* Enunciado del ejercicio: Reproduce el fragmento sobre Herzog entre "Quien se cuida" y "miel. (Nietzsche, 2003)", ambos incluidos, pero reemplaza "miel" por "vino".

* Fragmento seleccionado:
No es la primera vez que Herzog se introduzca allí donde el hombre aún es frágil y pequeño ante el medio natural circundante: selvas, desiertos y ahora la Antártida le han servido de entornos para reflexionar sobre el género humano. A modo de ejemplo, en su corto-documental La soufrière (1977), viaja hasta una isla abandonada por sus habitantes que huyen de una erupción inminente, y no conformándose con recorrer sus calles vacías, encuentra a un hombre que se niega a abandonar la isla y acepta el enfrentamiento con la naturaleza a sabiendas de su derrota. Todas las personas a las que sigue en sus documentales son tanto o más personajes de los que vemos en las películas de ciencia ficción, y ciertamente todos ellos, nihilistas activos, comparten un aire de superhombre nietzscheano:

Quien se cuida con exceso acaba por contraer una enfermedad de cuidado superfluo. ¡Bienaventurado sea lo que endurece! Yo no alabo el país en que abundan la leche y la miel. (Nietzsche, 2003)

* Datos proporcionados:
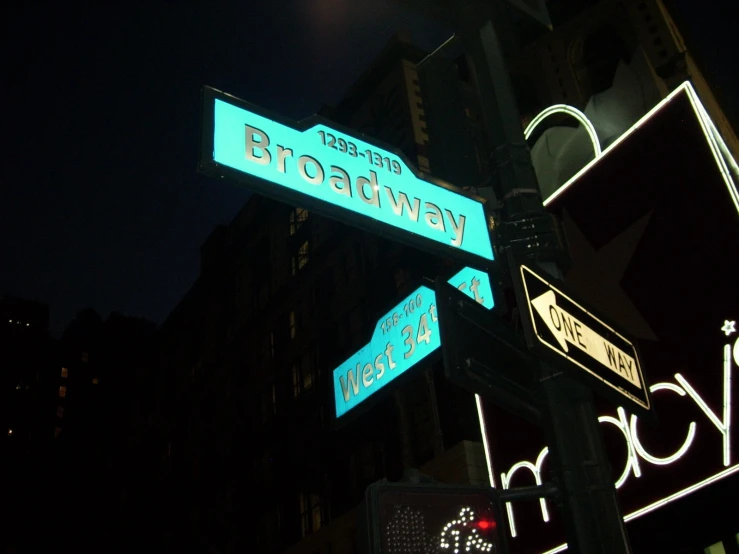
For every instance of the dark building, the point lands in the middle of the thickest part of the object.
(247, 448)
(75, 428)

* Solución propuesta:
Quien se cuida con exceso acaba por contraer una enfermedad de cuidado superfluo. ¡Bienaventurado sea lo que endurece! Yo no alabo el país en que abundan la leche y la vino. (Nietzsche, 2003)